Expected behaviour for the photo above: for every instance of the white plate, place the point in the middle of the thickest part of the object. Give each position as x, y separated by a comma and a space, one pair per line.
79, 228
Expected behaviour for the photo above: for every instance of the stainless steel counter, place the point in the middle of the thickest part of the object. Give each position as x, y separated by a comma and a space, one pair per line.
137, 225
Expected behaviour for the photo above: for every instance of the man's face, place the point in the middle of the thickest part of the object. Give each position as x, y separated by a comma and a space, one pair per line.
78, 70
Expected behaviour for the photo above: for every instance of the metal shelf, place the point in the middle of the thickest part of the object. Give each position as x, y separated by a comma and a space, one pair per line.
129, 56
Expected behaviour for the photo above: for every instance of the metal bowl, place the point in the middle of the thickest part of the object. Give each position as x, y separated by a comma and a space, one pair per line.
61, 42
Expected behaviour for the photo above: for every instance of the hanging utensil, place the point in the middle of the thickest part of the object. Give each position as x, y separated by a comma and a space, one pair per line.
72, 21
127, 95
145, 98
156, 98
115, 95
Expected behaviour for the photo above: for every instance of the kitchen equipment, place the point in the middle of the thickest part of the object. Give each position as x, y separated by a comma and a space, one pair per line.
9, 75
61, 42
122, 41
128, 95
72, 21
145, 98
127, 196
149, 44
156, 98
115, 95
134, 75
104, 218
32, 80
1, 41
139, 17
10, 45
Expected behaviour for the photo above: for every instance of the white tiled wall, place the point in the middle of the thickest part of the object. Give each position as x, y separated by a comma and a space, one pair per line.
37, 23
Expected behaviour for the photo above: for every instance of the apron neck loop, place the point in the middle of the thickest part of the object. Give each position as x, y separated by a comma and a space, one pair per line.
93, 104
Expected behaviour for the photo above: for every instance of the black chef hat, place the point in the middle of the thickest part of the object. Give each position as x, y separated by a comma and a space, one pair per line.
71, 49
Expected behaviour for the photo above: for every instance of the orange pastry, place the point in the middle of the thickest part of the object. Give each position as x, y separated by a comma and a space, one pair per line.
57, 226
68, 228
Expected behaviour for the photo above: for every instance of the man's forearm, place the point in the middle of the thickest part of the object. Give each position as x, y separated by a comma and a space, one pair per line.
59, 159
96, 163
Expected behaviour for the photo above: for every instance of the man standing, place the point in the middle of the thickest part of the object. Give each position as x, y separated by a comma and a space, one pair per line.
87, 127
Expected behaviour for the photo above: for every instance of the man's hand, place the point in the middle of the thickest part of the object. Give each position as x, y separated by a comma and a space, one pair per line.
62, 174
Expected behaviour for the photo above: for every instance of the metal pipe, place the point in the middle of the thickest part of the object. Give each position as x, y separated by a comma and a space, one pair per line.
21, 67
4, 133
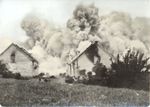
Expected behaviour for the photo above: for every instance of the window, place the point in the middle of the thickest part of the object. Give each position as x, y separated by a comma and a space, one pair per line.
13, 55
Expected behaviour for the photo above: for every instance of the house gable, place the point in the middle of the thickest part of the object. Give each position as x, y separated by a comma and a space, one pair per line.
23, 54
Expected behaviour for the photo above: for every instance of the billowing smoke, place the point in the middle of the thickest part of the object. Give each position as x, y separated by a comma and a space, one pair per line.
116, 32
123, 32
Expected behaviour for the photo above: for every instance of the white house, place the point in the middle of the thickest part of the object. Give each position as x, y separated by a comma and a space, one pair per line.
87, 58
19, 60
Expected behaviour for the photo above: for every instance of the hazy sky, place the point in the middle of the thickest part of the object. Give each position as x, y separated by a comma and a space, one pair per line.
58, 11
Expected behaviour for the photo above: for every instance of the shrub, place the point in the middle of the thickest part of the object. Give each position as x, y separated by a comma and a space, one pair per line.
69, 79
100, 70
3, 67
17, 76
124, 71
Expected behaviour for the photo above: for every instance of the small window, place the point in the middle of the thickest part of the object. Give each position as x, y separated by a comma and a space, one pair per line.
13, 55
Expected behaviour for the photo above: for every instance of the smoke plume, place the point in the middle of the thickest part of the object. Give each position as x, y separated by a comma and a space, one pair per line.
115, 31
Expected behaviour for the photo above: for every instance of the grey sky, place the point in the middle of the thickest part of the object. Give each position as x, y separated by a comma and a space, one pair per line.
58, 11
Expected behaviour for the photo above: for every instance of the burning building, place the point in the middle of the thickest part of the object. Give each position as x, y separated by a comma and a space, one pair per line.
86, 58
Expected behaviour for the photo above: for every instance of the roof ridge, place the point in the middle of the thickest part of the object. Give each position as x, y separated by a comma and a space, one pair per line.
22, 49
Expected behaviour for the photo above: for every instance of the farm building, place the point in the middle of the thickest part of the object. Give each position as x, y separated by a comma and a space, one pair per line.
85, 60
19, 60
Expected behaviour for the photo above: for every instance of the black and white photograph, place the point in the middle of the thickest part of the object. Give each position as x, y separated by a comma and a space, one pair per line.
74, 53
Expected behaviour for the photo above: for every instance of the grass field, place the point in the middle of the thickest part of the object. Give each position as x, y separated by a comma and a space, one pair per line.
34, 93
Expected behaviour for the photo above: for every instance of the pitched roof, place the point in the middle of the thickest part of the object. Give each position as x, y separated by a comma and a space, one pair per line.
82, 52
21, 50
99, 45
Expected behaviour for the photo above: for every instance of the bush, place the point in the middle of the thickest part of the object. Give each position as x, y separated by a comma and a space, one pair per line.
69, 79
124, 71
17, 76
3, 67
100, 71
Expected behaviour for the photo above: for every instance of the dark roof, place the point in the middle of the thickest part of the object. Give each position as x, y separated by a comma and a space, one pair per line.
21, 50
99, 45
76, 57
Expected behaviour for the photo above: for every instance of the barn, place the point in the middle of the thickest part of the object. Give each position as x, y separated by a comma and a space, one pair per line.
19, 60
85, 60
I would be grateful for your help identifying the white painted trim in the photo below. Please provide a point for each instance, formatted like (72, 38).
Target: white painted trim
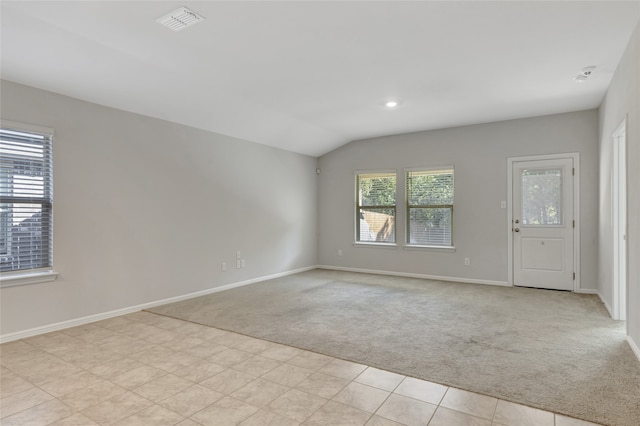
(606, 305)
(634, 347)
(12, 280)
(118, 312)
(587, 291)
(410, 275)
(575, 156)
(619, 220)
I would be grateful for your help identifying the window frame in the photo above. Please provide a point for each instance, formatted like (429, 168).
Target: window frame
(43, 273)
(356, 216)
(436, 247)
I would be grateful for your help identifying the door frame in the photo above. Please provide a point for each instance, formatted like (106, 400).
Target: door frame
(619, 214)
(575, 156)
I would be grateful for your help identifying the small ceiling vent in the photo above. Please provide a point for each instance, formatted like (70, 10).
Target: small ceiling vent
(180, 19)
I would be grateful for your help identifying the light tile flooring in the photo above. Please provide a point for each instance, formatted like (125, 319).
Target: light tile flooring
(146, 369)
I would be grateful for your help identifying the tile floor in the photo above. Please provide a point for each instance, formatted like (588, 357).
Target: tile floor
(146, 369)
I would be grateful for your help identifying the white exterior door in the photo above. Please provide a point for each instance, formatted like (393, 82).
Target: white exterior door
(543, 223)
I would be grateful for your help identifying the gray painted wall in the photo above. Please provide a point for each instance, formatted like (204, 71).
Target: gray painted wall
(146, 210)
(479, 154)
(622, 99)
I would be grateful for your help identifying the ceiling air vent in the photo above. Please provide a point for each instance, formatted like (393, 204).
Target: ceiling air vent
(180, 19)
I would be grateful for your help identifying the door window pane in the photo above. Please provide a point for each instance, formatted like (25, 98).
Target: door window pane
(542, 196)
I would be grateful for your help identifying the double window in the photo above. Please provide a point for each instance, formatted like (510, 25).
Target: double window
(429, 207)
(26, 201)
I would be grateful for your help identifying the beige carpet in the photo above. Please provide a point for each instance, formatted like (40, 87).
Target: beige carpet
(553, 350)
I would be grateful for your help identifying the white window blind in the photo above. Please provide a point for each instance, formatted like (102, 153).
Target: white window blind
(376, 207)
(26, 197)
(430, 207)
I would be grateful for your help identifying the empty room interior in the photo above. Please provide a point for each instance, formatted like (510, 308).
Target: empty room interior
(320, 213)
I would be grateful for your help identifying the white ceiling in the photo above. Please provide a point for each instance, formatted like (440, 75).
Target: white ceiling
(309, 76)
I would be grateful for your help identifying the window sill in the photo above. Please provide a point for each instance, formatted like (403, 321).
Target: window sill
(16, 279)
(447, 249)
(376, 245)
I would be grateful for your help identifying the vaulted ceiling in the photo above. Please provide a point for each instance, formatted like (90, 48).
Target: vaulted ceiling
(309, 76)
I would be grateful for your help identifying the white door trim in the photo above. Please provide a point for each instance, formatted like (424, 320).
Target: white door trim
(575, 156)
(619, 220)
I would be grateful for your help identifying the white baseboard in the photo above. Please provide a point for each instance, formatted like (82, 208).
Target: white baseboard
(118, 312)
(410, 275)
(588, 291)
(634, 347)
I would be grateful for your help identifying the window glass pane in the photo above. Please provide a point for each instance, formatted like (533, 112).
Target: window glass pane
(376, 207)
(430, 207)
(430, 226)
(25, 200)
(542, 196)
(377, 225)
(430, 188)
(377, 190)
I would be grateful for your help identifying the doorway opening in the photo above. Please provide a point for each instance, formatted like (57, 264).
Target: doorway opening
(544, 237)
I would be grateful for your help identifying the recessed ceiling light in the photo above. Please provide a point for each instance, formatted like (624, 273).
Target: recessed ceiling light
(180, 19)
(584, 74)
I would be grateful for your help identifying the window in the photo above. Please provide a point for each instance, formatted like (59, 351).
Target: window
(376, 207)
(26, 196)
(430, 207)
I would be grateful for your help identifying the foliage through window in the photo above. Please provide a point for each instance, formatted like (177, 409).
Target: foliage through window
(26, 196)
(430, 207)
(542, 196)
(376, 207)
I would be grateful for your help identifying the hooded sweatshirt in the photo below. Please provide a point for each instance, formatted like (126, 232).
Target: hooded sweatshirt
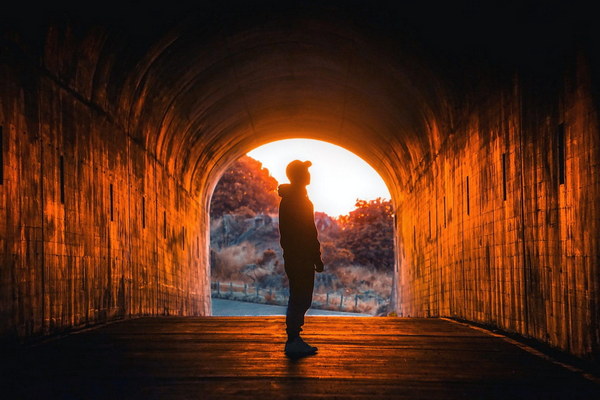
(297, 229)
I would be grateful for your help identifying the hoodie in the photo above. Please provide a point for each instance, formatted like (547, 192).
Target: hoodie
(298, 234)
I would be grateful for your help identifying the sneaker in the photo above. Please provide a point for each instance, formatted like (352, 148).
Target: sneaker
(299, 346)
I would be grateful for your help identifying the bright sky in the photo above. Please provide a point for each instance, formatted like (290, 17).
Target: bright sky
(338, 176)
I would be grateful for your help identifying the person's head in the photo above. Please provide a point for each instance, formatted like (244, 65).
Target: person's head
(297, 172)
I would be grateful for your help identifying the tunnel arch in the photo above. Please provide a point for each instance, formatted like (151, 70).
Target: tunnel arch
(216, 175)
(487, 147)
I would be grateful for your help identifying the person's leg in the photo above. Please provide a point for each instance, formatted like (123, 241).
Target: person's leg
(301, 282)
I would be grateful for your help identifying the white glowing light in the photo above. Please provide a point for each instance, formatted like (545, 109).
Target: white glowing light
(338, 176)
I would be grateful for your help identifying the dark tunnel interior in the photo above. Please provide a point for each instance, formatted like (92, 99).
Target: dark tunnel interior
(481, 119)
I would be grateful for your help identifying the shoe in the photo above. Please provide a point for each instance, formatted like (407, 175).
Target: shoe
(299, 347)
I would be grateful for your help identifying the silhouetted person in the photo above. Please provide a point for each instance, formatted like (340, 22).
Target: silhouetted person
(301, 252)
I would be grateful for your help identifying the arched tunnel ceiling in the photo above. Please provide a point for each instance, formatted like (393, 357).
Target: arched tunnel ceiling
(202, 99)
(201, 84)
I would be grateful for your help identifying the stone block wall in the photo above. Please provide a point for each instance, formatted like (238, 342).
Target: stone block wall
(502, 227)
(92, 227)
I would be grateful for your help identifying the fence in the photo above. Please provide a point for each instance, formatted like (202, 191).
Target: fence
(340, 300)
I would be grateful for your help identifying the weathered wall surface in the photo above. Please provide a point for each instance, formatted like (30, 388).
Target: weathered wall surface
(92, 227)
(502, 227)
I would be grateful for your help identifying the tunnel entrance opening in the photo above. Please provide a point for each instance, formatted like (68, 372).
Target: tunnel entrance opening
(354, 217)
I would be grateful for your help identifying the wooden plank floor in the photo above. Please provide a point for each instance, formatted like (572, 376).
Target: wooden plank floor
(242, 358)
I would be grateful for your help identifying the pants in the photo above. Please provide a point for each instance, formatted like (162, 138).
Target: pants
(301, 277)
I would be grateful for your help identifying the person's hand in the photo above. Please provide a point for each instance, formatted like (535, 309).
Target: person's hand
(319, 266)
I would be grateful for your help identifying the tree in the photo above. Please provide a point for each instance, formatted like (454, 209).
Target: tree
(368, 232)
(245, 186)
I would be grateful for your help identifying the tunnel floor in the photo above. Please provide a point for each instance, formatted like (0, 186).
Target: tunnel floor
(242, 358)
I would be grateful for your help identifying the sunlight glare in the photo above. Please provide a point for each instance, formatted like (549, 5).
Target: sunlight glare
(338, 176)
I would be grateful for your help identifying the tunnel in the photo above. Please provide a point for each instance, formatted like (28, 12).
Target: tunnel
(117, 122)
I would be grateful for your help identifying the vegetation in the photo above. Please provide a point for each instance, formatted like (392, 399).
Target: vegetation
(357, 248)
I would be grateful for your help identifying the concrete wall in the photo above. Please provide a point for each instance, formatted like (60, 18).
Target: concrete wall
(518, 248)
(92, 227)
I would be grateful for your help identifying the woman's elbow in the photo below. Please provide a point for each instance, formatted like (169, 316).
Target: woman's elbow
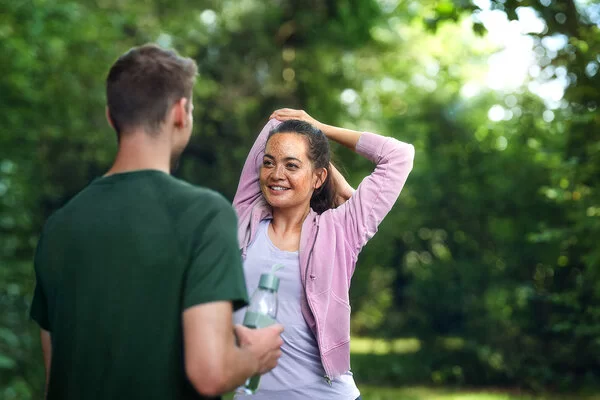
(207, 380)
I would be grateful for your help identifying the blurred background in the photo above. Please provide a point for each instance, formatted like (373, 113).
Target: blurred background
(484, 280)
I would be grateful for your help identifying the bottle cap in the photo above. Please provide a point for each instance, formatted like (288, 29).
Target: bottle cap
(269, 282)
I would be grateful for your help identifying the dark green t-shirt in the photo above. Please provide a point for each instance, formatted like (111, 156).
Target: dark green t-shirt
(115, 269)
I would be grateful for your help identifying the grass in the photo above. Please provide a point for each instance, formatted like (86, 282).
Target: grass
(426, 393)
(396, 369)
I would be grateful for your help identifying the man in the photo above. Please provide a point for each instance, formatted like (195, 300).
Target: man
(138, 275)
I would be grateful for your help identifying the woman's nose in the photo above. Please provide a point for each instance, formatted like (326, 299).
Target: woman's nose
(277, 172)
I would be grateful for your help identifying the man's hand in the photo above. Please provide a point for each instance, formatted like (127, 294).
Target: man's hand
(264, 343)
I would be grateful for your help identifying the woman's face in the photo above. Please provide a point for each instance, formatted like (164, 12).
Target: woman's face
(287, 176)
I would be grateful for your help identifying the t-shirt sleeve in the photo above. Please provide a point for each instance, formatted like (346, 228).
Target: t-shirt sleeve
(215, 272)
(39, 304)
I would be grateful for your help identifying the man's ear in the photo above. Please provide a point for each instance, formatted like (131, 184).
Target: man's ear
(180, 113)
(321, 177)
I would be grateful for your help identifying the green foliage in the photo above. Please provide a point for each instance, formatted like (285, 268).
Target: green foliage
(494, 240)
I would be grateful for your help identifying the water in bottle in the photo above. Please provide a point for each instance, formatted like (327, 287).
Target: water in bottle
(261, 313)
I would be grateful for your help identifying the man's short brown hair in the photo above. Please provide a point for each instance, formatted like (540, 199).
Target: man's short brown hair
(144, 83)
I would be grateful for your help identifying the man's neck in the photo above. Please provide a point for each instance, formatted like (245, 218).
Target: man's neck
(139, 151)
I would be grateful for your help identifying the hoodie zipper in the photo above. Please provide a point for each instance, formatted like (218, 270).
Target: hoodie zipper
(327, 378)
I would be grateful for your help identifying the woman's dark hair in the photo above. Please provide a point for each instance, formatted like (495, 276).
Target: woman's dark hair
(319, 154)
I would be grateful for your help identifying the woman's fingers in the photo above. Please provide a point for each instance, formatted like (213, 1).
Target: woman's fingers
(284, 114)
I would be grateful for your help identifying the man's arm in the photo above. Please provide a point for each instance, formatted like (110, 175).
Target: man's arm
(214, 363)
(47, 351)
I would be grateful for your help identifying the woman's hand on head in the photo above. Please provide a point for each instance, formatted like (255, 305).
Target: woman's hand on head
(284, 114)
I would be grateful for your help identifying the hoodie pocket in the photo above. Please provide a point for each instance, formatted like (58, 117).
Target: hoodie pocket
(337, 323)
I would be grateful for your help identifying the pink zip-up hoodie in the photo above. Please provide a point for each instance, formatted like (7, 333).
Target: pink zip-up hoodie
(330, 242)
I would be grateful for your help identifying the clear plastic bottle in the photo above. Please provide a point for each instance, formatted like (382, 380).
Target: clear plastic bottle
(261, 313)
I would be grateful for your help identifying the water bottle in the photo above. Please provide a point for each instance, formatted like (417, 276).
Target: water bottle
(261, 313)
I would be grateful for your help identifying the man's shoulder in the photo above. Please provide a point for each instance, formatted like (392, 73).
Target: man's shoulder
(201, 196)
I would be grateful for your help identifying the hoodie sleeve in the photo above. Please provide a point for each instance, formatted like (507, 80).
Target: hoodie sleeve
(377, 193)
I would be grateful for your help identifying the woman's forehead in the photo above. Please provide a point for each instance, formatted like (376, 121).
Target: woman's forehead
(287, 145)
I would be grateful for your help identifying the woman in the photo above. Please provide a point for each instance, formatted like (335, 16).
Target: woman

------------------------

ACTIVITY: An exact copy of the lines above, from the one containing "I would be grateful for your help identifying the small" through the one containing "I would be grateful for your help identifying the tile", is the whole of the answer.

RESPONSE TO THE TASK:
I would be grateful for your help identifying the small ceiling vent in the photo above. Please provide a point for each instance, formatted like (70, 10).
Target: small ceiling vent
(180, 19)
I would be grateful for your help identifying the light tile flooring in the photo above. Please provide a point for each instance, formatted like (125, 319).
Target: light tile flooring
(146, 369)
I would be grateful for your help identifying the tile floor in the photo above. Please provide a point for each instance, formatted like (588, 357).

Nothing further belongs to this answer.